### Tasks and exercises
(a) In the forum thread, which brake calipers is fossala pairing with the NOS Dura ace 7403 levers?
(b) Decide whether each statement agrees with the forum thread, answering yes or no and quoting the words of the thread that settle it. (i) skudupnorth drew funny looks from local cyclists because the bike had no gears. (ii) rogerzilla finds a singlespeed faster than a geared bike. (iii) fossala lives in Cornwall.
(c) Copy the forum thread word for word from "## rogerzilla (9" up to and including "with a tailwind.".

[Start Passage provided]

My fixed mirrors my touring/audax set-up on the 'other' bike. Mainly because they're used for much the same things. So drops and two brakes.


----------



## fossala (23 Nov 2018)

skudupnorth said:


> Here’s my Boardman on holiday in Cornwall
> View attachment 440102


Nice, I live in Cornwall. Building up a Bob Jackson Vigorelli with mudguards at the moment. I've picked up some NOS Dura ace 7403 levers and I'm pairing them with some NOS DA 7800 brake calipers. I'll post the bike once built up, just waiting on the frame from BJ.


----------



## skudupnorth (23 Nov 2018)

fossala said:


> Nice, I live in Cornwall. Building up a Bob Jackson Vigorelli with mudguards at the moment. I've picked up some NOS Dura ace 7403 levers and I'm pairing them with some NOS DA 7800 brake calipers. I'll post the bike once built up, just waiting on the frame from BJ.


Lovely part of the world which we always visit every year. Got a few funny looks from local cyclists due to the lack of gears on my bike


----------



## colly (24 Nov 2018)

skudupnorth said:


> Here’s my Boardman on holiday in Cornwall
> View attachment 440102


I think that may be the same frame I have used:


----------



## skudupnorth (24 Nov 2018)

colly said:


> I think that may be the same frame I have used:
> 
> View attachment 440198


Love that colour


----------



## Singlespeeder (30 Nov 2018)




----------



## rogerzilla (9 Jan 2019)

I find a singlespeed to be slower than a geared bike, but my singlespeed is geared at 60" for a nice cadence on the flat. Obviously this means coasting a lot on downhills and having excess power that can't be used with a tailwind.

[End Passage provided]
[Start Raw records]

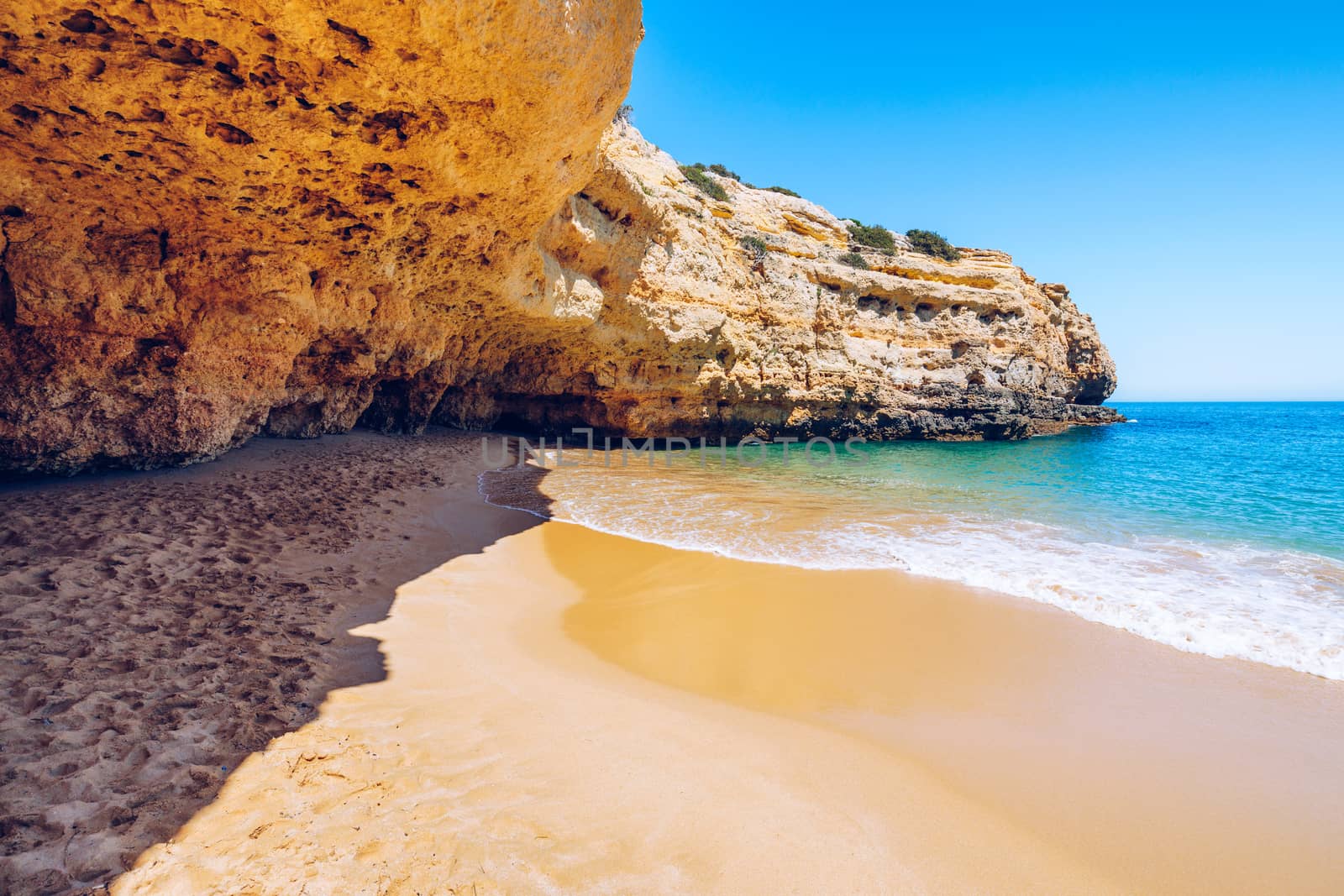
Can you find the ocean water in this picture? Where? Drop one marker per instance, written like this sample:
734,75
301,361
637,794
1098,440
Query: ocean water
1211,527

[End Raw records]
[Start Raw records]

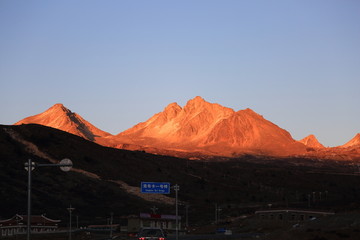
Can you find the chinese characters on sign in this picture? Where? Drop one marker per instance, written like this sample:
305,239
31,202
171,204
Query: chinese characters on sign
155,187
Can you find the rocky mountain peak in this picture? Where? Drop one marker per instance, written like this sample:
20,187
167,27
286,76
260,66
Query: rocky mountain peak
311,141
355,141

[End Raw records]
[Start Raw records]

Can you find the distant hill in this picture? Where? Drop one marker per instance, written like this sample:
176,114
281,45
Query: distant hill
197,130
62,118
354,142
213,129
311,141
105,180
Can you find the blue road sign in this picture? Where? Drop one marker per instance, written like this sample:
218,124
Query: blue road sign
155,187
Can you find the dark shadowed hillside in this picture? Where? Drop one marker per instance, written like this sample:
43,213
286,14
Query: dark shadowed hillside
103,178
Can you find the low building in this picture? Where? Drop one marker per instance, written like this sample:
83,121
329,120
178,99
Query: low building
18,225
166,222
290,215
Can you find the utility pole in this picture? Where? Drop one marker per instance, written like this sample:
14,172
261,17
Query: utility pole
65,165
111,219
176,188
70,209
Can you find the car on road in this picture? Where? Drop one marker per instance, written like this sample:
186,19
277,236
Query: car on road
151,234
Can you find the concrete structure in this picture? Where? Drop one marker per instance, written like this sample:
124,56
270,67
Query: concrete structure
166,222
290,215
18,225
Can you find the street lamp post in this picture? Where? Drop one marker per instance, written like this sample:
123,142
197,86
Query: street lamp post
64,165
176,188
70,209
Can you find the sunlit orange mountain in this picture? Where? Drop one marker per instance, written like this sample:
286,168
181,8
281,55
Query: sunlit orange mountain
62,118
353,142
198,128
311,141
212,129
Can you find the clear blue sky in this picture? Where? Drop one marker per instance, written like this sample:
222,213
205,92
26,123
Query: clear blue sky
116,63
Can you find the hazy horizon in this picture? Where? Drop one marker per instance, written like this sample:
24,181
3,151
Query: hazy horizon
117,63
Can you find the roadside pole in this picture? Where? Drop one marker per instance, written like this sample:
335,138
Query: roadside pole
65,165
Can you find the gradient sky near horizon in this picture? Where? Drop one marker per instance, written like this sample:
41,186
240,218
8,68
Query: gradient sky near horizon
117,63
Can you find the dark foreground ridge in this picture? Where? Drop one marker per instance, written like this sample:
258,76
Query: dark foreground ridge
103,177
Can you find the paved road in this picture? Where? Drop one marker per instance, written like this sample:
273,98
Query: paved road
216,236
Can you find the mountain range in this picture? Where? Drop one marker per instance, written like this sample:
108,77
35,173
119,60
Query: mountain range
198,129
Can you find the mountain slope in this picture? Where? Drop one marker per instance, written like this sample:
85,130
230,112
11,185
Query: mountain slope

[End Raw records]

### Answers by task
(a) NOS DA 7800 brake calipers.

(b)
(i) Yes: "Got a few funny looks from local cyclists due to the lack of gears on my bike"
(ii) No: "I find a singlespeed to be slower than a geared bike"
(iii) Yes: "Nice, I live in Cornwall."

(c)
## rogerzilla (9 Jan 2019)

I find a singlespeed to be slower than a geared bike, but my singlespeed is geared at 60" for a nice cadence on the flat. Obviously this means coasting a lot on downhills and having excess power that can't be used with a tailwind.